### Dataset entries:
┄┄┄┄┄┄┄┄┄┄

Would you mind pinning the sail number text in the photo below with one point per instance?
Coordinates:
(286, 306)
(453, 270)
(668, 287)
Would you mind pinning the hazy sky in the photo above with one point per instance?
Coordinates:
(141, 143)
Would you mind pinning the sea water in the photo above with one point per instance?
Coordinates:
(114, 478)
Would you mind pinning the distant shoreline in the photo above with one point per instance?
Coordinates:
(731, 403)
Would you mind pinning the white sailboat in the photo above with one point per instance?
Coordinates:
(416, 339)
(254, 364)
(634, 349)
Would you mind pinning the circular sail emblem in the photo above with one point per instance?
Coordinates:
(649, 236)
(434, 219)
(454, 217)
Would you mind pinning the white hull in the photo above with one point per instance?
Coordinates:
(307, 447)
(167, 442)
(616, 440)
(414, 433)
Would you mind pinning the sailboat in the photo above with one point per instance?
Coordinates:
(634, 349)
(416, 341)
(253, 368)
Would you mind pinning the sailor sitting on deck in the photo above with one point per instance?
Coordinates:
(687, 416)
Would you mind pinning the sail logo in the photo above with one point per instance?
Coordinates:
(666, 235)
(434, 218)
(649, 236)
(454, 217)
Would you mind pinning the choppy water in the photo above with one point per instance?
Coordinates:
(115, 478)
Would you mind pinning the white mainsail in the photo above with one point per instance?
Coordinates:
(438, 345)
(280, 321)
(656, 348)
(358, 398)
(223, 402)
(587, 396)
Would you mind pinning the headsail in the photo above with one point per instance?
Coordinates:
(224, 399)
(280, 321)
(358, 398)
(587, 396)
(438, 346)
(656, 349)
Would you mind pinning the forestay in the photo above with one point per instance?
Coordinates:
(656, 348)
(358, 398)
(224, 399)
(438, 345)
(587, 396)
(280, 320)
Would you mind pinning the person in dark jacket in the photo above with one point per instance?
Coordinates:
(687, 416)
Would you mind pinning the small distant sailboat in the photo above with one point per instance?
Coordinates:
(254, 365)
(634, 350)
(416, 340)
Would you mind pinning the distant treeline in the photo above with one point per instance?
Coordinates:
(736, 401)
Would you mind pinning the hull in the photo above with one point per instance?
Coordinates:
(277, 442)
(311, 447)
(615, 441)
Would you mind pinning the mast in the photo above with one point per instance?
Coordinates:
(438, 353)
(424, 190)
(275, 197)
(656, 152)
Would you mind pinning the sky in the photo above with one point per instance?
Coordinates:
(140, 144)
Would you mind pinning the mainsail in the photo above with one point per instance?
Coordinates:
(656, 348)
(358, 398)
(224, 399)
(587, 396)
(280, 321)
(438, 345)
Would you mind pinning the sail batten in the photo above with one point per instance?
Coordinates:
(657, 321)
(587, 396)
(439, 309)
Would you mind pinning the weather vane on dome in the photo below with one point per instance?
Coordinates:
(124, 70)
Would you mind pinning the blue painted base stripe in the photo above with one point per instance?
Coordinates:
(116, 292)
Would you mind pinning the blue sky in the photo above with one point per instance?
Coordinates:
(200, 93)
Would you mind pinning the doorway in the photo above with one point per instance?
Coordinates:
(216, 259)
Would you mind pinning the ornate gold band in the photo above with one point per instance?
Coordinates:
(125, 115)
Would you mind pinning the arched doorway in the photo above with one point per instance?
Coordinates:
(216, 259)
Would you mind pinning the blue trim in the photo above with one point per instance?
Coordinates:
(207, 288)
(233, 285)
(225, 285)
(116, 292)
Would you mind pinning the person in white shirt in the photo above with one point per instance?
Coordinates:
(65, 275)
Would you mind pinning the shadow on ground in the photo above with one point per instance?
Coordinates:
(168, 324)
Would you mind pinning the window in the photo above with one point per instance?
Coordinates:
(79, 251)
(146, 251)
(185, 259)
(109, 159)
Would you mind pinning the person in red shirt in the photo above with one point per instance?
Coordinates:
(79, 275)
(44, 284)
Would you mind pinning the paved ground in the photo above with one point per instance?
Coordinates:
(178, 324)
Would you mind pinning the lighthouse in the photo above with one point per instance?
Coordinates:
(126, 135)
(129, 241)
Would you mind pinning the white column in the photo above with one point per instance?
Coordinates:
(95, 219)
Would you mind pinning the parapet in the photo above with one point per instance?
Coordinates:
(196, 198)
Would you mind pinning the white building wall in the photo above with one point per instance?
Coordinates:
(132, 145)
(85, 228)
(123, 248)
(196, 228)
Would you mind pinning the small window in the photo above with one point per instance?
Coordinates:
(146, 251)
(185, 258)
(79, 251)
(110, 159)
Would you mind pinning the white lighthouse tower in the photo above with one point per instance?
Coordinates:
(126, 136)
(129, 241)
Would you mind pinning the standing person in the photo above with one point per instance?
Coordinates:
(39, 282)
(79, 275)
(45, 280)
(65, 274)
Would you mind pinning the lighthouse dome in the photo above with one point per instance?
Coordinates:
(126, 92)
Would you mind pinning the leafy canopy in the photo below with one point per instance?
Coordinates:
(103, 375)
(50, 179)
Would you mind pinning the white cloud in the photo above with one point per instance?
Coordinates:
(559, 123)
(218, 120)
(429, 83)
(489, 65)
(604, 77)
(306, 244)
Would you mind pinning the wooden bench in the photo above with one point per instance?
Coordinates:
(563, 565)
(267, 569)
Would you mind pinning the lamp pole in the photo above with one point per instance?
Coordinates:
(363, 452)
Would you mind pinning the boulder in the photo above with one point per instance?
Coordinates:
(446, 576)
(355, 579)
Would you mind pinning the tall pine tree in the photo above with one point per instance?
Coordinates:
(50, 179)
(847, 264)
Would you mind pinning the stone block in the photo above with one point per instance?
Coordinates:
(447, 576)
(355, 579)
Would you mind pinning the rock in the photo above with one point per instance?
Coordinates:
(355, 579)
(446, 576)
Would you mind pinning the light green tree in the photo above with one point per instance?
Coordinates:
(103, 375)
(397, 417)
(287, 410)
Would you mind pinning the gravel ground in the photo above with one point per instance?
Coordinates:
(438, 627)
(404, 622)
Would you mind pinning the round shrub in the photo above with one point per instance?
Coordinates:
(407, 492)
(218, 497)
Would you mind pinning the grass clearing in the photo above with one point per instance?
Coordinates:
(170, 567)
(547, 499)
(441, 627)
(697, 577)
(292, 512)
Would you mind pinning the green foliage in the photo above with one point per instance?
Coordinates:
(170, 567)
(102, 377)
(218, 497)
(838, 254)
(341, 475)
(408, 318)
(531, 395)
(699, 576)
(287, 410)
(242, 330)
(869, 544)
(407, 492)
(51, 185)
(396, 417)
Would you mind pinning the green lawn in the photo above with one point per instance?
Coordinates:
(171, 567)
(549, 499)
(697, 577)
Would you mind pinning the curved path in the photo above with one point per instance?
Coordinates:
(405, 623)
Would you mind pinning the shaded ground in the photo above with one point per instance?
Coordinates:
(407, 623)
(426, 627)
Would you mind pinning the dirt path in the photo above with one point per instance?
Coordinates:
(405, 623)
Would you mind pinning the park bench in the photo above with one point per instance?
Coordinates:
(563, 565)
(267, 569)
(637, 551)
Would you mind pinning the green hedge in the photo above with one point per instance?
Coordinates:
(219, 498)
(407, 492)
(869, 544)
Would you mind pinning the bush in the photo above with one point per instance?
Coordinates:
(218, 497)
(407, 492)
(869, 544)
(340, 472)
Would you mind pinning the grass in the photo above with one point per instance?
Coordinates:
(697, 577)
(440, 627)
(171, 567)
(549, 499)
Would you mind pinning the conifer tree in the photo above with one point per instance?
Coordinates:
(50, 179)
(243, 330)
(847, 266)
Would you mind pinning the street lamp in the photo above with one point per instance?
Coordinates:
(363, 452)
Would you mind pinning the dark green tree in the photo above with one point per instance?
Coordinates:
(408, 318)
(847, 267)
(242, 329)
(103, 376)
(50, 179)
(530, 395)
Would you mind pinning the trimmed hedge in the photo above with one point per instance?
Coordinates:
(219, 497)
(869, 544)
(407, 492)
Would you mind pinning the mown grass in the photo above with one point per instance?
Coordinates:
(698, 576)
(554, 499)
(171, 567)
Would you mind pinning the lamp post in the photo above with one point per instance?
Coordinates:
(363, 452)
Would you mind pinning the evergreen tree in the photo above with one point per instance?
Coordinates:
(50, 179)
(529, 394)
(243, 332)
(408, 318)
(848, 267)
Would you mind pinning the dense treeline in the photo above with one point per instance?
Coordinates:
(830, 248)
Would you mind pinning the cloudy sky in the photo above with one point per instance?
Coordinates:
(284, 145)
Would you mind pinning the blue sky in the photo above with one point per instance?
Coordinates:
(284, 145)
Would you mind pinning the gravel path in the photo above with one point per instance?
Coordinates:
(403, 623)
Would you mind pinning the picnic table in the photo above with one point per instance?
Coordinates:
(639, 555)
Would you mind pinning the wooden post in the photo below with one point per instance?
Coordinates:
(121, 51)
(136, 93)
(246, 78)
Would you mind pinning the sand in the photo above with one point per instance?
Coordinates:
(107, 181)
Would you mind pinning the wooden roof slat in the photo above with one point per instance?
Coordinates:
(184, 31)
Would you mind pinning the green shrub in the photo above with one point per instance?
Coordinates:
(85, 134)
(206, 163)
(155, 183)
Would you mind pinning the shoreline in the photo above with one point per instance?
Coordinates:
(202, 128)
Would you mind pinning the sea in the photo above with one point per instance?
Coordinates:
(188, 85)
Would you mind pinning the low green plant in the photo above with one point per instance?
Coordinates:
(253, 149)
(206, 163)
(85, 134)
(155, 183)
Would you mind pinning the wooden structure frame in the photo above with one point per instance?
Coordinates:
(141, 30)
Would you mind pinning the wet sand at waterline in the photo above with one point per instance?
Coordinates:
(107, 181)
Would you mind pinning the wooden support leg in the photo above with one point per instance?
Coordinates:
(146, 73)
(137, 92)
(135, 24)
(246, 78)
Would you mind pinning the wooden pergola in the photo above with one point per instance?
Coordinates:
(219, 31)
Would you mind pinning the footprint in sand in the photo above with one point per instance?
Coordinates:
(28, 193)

┄┄┄┄┄┄┄┄┄┄

### TASK PROMPT:
Lines holding the word "mainsail" are the answer; copy each one from the records above.

### EXERCISE ANSWER:
Would you mind pinning the white mainsail in the photo above with one point per instance?
Would you mind pinning the mainsail in the photo above with one point per instance?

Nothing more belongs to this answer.